▶ **本文抜粋**:
• • • •
「老人タイムス」私説

昭和の一ケタ世代も高齢になりました。この世代が現在の世相をどう見て、考えているかーそのひとり言。

          「築地野口屋」の倒産と豆腐屋のラッパ

2012-01-08 07:29:46 | Weblog
東京山の手の街中をリヤカーに豆腐を載せて販売していた若者が新年になって見かけないので、どうしたのかと思っていたら、昨年暮れ元締めの「築地野口屋」が資金繰りから倒産していた。東京もご多分にもれず、高齢化、商店街から遠い住宅街の年寄りたちにとっては、少々値段は高くても重宝がられていた。しかし、豆腐はあくまで豆腐、他人を沢山雇ってやる商売ではなかったのだろう。
• • • •
▶ **実施する作業**:
(a) 次の(i)～(iii)の記述が本文抜粋の内容と合っているか、それぞれ「はい」か「いいえ」で答え、判断の根拠となる本文の語句をそのまま引用してください。(i) 若者はリヤカーで豆腐を売っていた。(ii) 「築地野口屋」は今年の春に倒産した。(iii) 豆腐は値段が安いので年寄りたちに重宝されていた。
(b) 本文抜粋の内容を2文で要約してください。
(c) 本文抜粋に出てくる、人または人の集団を指す語句をすべて、本文どおりの形で挙げてください。会社名とそれを言い換えた語は除きます。
• • • •
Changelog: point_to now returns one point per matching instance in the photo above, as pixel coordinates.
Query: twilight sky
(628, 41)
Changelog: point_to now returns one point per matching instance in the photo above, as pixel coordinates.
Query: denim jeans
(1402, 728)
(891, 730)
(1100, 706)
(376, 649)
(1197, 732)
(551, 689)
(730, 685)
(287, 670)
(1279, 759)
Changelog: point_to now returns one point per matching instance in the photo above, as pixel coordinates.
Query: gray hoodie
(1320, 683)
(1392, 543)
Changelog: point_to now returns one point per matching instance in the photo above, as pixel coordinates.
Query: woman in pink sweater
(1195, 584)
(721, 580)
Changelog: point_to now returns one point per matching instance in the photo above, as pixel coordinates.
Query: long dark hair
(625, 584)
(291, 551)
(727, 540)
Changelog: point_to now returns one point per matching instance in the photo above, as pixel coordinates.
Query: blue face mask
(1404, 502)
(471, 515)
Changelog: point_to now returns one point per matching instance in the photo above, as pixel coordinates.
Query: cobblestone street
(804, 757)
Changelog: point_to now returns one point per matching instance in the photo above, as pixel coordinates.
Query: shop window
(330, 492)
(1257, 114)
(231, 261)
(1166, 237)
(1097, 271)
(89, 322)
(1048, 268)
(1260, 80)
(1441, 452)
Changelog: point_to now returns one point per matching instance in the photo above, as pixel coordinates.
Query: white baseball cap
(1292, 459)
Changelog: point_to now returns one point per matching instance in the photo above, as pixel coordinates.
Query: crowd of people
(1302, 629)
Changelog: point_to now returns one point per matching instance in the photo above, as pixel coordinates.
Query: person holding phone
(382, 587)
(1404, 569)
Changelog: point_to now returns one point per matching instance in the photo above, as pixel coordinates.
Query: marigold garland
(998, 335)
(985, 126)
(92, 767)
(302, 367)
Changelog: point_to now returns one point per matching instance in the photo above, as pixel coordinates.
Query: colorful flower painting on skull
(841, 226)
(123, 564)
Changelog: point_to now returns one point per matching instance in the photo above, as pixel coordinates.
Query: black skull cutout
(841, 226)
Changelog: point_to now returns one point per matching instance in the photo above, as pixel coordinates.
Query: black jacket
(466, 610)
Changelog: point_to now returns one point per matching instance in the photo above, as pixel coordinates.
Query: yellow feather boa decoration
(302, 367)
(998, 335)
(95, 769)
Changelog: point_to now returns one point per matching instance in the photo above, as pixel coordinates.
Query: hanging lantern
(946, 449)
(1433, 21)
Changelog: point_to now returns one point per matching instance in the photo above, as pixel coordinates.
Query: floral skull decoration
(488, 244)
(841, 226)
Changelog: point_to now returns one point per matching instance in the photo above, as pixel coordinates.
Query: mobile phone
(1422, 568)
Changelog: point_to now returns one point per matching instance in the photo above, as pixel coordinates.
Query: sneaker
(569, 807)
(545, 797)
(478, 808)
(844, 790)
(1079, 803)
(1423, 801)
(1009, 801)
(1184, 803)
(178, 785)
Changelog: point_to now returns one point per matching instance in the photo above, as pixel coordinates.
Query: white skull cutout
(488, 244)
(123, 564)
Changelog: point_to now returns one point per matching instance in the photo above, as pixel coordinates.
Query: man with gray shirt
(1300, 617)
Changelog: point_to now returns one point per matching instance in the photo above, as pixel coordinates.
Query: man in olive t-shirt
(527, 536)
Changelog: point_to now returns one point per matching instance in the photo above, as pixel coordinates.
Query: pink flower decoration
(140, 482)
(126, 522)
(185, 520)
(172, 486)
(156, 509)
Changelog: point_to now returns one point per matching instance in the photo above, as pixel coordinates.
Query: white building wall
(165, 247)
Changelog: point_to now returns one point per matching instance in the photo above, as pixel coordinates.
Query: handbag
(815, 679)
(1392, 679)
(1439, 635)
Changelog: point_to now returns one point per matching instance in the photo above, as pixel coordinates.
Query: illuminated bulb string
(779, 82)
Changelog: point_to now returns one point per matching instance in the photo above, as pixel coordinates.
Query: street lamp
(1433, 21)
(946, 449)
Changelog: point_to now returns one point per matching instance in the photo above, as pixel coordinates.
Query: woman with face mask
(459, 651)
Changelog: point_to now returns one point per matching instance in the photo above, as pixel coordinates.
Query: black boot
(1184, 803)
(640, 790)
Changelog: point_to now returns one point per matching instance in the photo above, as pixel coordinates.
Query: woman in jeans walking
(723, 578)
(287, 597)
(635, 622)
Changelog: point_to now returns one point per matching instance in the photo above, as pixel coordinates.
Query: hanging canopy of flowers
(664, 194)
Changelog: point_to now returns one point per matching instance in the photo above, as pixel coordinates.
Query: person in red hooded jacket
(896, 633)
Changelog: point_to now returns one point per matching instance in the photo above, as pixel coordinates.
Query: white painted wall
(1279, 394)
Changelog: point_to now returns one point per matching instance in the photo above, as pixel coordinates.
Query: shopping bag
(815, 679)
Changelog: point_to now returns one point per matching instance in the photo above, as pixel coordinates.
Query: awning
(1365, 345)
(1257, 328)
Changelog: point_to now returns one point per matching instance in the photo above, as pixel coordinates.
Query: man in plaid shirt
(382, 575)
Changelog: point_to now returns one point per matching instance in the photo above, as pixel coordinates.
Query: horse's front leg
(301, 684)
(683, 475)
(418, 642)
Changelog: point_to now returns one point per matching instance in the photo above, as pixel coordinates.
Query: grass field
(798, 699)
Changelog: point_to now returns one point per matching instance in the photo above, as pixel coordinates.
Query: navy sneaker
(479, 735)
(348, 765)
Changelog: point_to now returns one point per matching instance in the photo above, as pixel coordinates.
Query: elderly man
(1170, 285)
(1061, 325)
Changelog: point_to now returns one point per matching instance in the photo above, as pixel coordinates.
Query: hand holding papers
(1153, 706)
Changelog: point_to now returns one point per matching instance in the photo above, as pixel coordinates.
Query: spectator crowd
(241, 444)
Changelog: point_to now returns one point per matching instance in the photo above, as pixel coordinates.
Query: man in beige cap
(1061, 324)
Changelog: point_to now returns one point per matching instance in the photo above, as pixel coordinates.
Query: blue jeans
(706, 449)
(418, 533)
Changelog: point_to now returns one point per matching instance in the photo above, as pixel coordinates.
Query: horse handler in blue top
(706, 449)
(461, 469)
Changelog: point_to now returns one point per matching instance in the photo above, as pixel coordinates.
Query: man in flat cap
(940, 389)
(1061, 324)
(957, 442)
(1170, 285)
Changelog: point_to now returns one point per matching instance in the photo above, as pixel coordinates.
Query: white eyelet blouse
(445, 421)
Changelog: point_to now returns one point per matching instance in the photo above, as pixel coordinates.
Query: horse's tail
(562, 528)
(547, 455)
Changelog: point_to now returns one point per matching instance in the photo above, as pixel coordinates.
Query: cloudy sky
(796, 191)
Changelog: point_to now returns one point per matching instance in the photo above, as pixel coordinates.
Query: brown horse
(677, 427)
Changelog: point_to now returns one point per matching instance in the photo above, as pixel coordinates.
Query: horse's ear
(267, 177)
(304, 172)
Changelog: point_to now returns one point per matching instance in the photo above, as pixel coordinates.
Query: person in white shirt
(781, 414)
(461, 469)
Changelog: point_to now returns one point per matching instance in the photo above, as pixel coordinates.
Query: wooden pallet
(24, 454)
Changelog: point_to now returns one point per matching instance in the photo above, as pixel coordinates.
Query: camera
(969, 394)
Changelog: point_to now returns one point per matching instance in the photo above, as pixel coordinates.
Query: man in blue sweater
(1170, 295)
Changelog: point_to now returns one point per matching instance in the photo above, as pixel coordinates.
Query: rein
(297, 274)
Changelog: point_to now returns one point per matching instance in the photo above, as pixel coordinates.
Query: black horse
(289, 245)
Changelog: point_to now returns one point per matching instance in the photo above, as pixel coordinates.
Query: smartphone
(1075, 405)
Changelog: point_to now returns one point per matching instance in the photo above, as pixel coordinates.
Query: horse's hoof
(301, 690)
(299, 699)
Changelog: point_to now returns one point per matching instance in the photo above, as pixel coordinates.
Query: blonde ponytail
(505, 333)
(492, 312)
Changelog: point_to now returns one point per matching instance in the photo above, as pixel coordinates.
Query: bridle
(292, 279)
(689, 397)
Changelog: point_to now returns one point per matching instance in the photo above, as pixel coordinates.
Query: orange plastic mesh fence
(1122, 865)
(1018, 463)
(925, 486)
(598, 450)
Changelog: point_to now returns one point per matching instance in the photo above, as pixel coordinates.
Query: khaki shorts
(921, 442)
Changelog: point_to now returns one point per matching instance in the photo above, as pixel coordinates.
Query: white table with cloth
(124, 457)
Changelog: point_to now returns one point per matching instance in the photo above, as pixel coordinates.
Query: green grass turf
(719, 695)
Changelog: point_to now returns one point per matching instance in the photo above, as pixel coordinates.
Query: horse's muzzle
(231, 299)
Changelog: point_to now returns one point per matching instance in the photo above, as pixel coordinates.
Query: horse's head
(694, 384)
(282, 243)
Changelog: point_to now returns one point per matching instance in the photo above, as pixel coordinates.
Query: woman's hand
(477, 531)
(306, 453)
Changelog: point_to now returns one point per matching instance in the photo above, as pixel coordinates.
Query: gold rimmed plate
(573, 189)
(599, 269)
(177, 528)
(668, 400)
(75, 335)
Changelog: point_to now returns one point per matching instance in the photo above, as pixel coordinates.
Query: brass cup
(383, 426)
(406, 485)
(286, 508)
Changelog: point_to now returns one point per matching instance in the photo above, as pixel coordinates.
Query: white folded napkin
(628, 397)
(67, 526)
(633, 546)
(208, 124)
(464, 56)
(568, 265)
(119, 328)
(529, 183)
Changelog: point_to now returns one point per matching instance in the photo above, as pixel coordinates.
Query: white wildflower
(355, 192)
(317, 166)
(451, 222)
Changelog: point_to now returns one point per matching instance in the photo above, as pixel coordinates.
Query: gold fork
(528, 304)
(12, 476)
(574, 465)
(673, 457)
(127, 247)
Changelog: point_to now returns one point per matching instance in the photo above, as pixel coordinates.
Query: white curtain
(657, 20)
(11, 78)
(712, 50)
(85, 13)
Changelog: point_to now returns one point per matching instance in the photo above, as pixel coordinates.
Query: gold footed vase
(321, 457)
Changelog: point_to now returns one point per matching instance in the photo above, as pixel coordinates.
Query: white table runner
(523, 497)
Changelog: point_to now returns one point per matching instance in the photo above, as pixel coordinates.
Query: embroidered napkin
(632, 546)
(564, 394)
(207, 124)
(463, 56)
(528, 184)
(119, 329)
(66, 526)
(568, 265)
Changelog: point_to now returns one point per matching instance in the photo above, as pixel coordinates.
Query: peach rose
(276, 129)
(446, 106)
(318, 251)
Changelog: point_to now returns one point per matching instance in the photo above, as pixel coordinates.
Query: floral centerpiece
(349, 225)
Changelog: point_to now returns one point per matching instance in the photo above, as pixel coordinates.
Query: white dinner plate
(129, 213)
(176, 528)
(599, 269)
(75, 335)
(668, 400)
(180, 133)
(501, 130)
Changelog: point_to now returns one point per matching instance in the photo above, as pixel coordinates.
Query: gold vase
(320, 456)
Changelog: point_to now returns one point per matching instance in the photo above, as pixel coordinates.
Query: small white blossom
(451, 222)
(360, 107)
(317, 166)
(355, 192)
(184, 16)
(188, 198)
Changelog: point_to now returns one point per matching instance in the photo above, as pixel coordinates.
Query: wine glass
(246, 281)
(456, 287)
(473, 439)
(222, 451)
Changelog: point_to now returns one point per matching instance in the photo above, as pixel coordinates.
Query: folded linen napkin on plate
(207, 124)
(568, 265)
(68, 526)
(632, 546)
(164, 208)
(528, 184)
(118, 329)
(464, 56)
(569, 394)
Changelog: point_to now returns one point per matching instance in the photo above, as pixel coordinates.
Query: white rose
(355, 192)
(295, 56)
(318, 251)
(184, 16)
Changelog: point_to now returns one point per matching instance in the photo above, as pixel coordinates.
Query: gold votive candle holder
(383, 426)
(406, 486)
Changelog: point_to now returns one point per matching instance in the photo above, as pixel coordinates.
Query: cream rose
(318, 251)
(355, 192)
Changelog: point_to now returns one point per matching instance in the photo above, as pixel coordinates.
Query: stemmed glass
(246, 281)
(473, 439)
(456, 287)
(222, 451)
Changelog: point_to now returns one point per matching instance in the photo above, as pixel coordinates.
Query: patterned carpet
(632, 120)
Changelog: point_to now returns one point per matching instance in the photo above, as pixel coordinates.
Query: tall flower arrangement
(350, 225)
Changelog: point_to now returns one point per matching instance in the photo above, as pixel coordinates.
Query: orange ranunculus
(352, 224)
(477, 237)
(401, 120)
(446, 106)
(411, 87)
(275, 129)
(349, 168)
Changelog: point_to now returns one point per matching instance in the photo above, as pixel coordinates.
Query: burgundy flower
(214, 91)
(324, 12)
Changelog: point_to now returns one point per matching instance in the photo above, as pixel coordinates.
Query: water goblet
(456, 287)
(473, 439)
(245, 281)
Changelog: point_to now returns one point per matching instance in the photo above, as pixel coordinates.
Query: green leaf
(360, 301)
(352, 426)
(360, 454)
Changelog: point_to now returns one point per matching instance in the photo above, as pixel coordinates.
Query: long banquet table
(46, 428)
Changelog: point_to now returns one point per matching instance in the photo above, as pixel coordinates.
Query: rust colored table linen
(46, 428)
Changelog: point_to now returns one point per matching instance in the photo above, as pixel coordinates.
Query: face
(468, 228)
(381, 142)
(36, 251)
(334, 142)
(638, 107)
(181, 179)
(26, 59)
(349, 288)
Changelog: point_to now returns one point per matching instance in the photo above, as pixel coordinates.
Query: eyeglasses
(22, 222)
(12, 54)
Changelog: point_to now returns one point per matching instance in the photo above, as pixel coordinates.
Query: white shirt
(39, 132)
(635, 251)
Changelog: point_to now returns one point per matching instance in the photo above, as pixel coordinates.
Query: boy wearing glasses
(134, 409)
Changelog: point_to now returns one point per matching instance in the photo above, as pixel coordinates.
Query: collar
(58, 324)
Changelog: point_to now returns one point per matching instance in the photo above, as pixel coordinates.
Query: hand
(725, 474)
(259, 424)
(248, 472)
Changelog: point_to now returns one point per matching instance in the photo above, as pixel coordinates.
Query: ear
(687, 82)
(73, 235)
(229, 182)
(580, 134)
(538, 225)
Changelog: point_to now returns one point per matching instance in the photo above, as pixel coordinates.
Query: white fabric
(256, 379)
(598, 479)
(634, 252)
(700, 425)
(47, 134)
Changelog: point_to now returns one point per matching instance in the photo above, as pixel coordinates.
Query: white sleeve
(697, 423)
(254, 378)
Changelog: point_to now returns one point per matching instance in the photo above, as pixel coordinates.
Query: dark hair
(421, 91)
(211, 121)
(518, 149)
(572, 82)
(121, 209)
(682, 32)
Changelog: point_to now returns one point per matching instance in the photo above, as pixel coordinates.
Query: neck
• • • •
▶ **問題の解答**:
(a)
(i) はい。「リヤカーに豆腐を載せて販売していた」
(ii) いいえ。「昨年暮れ元締めの「築地野口屋」が資金繰りから倒産していた」
(iii) いいえ。「少々値段は高くても重宝がられていた」

(b) 東京山の手でリヤカーに豆腐を載せて売っていた若者を新年に見かけなくなり、元締めの「築地野口屋」が昨年暮れに資金繰りから倒産していたことがわかった。その豆腐は、商店街から遠い住宅街の年寄りたちには少々高くても重宝されていたが、筆者は、豆腐は他人を沢山雇ってやる商売ではなかったのだろうと見ている。

(c) 昭和の一ケタ世代、この世代、若者、年寄りたち、他人